● **Extrait du document**:

_ _ _ _ _

Par Clara Tanielian (compte rendu) – En juin dernier, l’Institut de Recherches Stratégiques de l’Ecole Militaire organisait un colloque sur le thème « La France et l’OTAN (2009-2017) ». L’Institut de la place Joffre a vu se succéder 15 conférenciers, organisés en trois tables rondes. Au sujet : la réintégration progressive de la France dans le commandement intégré de l’OTAN et, depuis 2009, son rôle à tenir au sein de l’alliance transatlantique.
Si la France évoque une rupture forte avec l’OTAN, elle incarne également une certaine continuité. Sa sortie du commandement intégré en 1966 n’avait en effet altéré ni son gage de défense collective, ni sa volonté de peser sur les politiques stratégiques occidentales. En 2009, le président Sarkozy avait souhaité mettre en valeur cette continuité en prenant soin d’éviter le terme « réintégration » : officiellement, il était question d’un retour à « la pleine participation ». Huit ans plus tard, le titre même du colloque, « La France et l’OTAN », est un avant-propos de l’actuelle position française au sein de l’alliance, que l’on ne saurait donc définir comme « dans » l’OTAN. La France fait face à un dilemme fondamental : bien qu’elle rejette le domptage américain et aspire à conserver son autonomie stratégique, elle souhaite néanmoins accroître son influence sur la scène internationale en s’imposant comme un pilier de l’OTAN.

_ _ _ _ _

(Quelques entrées)
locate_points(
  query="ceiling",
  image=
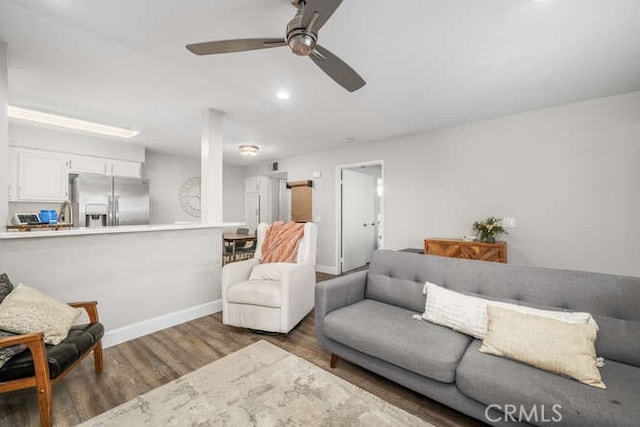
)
(428, 64)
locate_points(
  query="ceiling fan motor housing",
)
(300, 39)
(301, 42)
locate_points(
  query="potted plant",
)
(488, 229)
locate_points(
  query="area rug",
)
(260, 385)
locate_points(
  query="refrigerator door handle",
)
(109, 210)
(116, 209)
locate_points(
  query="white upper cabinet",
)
(43, 176)
(83, 164)
(38, 176)
(102, 166)
(126, 169)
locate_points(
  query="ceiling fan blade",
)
(324, 9)
(337, 69)
(238, 45)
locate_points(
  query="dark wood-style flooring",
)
(140, 365)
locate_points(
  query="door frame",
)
(338, 193)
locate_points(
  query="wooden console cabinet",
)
(457, 248)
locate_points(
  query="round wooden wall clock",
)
(189, 196)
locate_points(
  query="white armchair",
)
(279, 295)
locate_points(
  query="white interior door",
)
(358, 218)
(252, 210)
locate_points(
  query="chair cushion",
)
(493, 380)
(265, 293)
(5, 286)
(389, 333)
(27, 310)
(60, 357)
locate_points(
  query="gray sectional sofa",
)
(366, 318)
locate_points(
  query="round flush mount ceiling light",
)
(248, 150)
(283, 94)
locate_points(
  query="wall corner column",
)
(211, 167)
(4, 136)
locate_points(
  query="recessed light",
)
(283, 94)
(248, 150)
(67, 122)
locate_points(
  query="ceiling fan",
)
(301, 37)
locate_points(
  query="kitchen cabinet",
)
(84, 164)
(43, 176)
(102, 166)
(37, 176)
(126, 168)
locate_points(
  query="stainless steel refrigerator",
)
(103, 201)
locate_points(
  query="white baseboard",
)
(327, 269)
(129, 332)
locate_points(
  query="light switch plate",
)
(508, 222)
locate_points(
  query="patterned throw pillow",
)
(5, 286)
(7, 353)
(27, 310)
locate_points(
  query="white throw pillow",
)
(27, 310)
(271, 271)
(467, 314)
(555, 346)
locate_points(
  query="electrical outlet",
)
(508, 222)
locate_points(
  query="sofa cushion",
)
(493, 380)
(468, 314)
(265, 293)
(60, 357)
(549, 344)
(389, 333)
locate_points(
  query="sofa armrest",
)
(237, 272)
(21, 339)
(91, 307)
(339, 292)
(297, 292)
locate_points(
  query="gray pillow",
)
(7, 353)
(5, 286)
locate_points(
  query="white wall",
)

_ _ _ _ _

● **Consigne**:
Poursuivez le compte rendu du colloque sur la France et l'OTAN après sa dernière phrase.

● **Résultat final**:
Son rôle historique de gardien de l’ordre libéral a valu à la France un surnom « d’allié pas aligné ». La France s’est en effet souvent illustrée par ses oppositions aux résolutions collectives, créant l’hostilité de ses partenaires, comme à Londres en 2010 où elle met un véritable frein au projet de défense européenne qu’elle soutenait jusqu’alors. Cette exception française se révèle également dans son ambition de ne pas se limiter aux décisions otaniennes, qui ne représentent « qu’un seul outil parmi d’autres » de l’avis de Camille Grand, pour arriver à ses fins stratégiques en matière de défense. D’après Pernille Rieker, le modèle d’intégration français relève d’une logique « pratique » plus que « théorique » : si son engagement militaire au titre de l’Alliance est parfois jugé insuffisant, à l’image de sa non-adhésion à la Standing Naval Force, il reste indéniable et largement reconnu par ceux, comme les pays Baltes, qui en bénéficient.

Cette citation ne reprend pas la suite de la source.